Passage shown:
----

Same for Honda. What's fascinating is the fact that Ford's manufacturing is less American than Honda, thanks to NAFTA but far be it to think a good ole fashioned American company like Ford would ever act like a corporation that's in it for the money, and move manufacturing out of the US.
The chickens came home to roost though, when the SEC declared a $196 million penalty in 2020 in import fines for the Ford Transit Connect, which was imported with a back seat, so it was considered a passenger vehicle for import tax reasons. Upon recieving the vans in the US, Ford removed the seats, turning it into a work van, and avoiding the import tax on work vans, something like 22%. Regardless of if it was clever of Ford or dishonest, the real point of my bringing up this story is those vans were made in Turkey.
Much of this has to do with tariffs and point of final manufacturing can be key - so the question becomes if the car is shipped as a almost complete product and finalized or if it is sent as parts or if it built from local components. “Made in America” is not a simple question or answer.

----

Stored data:

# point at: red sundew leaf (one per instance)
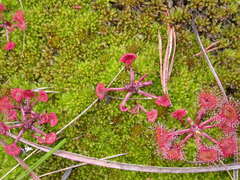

----

Instructions for the task: Update the text on where Ford and Honda build their vehicles: write it out again starting at "Same for Honda." and ending at "made in Turkey.", with "Ford" changed to "Chevrolet" everywhere.

Final result:
Same for Honda. What's fascinating is the fact that Chevrolet's manufacturing is less American than Honda, thanks to NAFTA but far be it to think a good ole fashioned American company like Chevrolet would ever act like a corporation that's in it for the money, and move manufacturing out of the US.
The chickens came home to roost though, when the SEC declared a $196 million penalty in 2020 in import fines for the Chevrolet Transit Connect, which was imported with a back seat, so it was considered a passenger vehicle for import tax reasons. Upon recieving the vans in the US, Chevrolet removed the seats, turning it into a work van, and avoiding the import tax on work vans, something like 22%. Regardless of if it was clever of Chevrolet or dishonest, the real point of my bringing up this story is those vans were made in Turkey.